◆ Supplied text ◆
□ □ □ □
Rlay Ontology - Serialization Formats
The rlay_ontology
crate provides multiple serialization formats for Rlay Ontology Entities:
- Protobuf based format - currently the main format used in the Solidity OntologyStorage, and the one used for calculating the CIDs
- Web3 / JSON based format - Used for the JSONRPC in
rlay-client
and the representation in the Javascript libraries - v0 CBOR format - CBOR based format for future use. Still under development and not fully specified.
Protobuf based format
Pros:
- Protobuf libaries were easily available for prototyping in Rust and Solidity at time of creation
- Via ordered fields in protobuf schemas, it is pretty easy to have a determenistic content-addressable format
- Low size overhead over contents
Cons:
- Protobuf is comparatively complex for the simple features we need of it
- As the protobuf encoding doesn't contain any information about the entity kind, the entity kind has to be known for the encoding to be correctly interpreted
- Per-EntityKind CID multicodecs would require a lot of codecs to be registered/coordinated
- Unwieldy to use in end-user applications
- Used for CID calculation
- See ontology.proto for the Protobuf schema
- Before calculating the CID, all the Array fields are sorted, to bring the entity into a determenistic canonicalized format
- Values in non-CID bytes fields is not strictly defined but assumed to be CBOR encoded
- Each EntityKind has a different 3 byte CID multicodec (which are not registered in the official multicodec list).
- Uses a
keccak-256
hash of the protobuf encoding of the entity for CID calculation - Example CID in hex encoding:
019580031b2088868a58d3aac6d2558a29b3b8cacf3c9788364f57a3470158283121a15dcae0
^^ ^^ ^^^^^^^^^^^^^^^^^^^^^^^^^^^^^^^^^^^^^^^^^^^^^^^^^^^^^^^^^^^^^^^^
| ^^^^^^ |^^ |
| | | | |
| | | | 32 byte keccak-256 hash of protobuf encoded entity
| | | |
| | | 1 byte variint specifying a multihash length of 32
| | |
| | Multihash identifier for a keccak-256 hash
| |
| 3 byte multicodec for entity kind (in this case Annotation)
|
1 byte varint for CID version
Web3 / JSON based format
Pros:
- Easy to use in end user applications, where entities are read/created/modified
0x
encoding for byte fields fits in with Web3 ecosystem
Cons:
- As keys in JSON are often not ordered in implementations, not well suited for producing hashes for CIDs
0x
encoding doesn't fit in with multiformats- Not size efficient
- JSON based
- The
type
field contains the EntityKind of the entity - Values in non-CID bytes fields is not strictly defined but assumed to be CBOR encoded
Example:
{
"type": "Annotation",
"property": "0x019780031b20b3179194677268c88cfd1644c6a1e100729465b42846a2bf7f0bddcd07e300a9",
"value": "0x664b72616b656e"
}
□ □ □ □
According to the Rlay Ontology serialization page above, what happens to all the Array fields before the CID is calculated in the Protobuf based format?

◆ Data excerpt ◆
□ □ □ □
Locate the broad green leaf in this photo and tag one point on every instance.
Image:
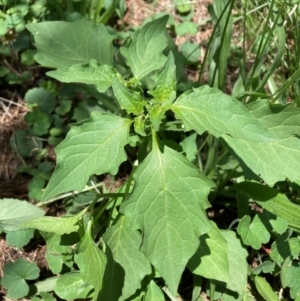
□ □ □ □
◆ Exercise answer ◆
They are sorted, which brings the entity into a deterministic canonicalized format.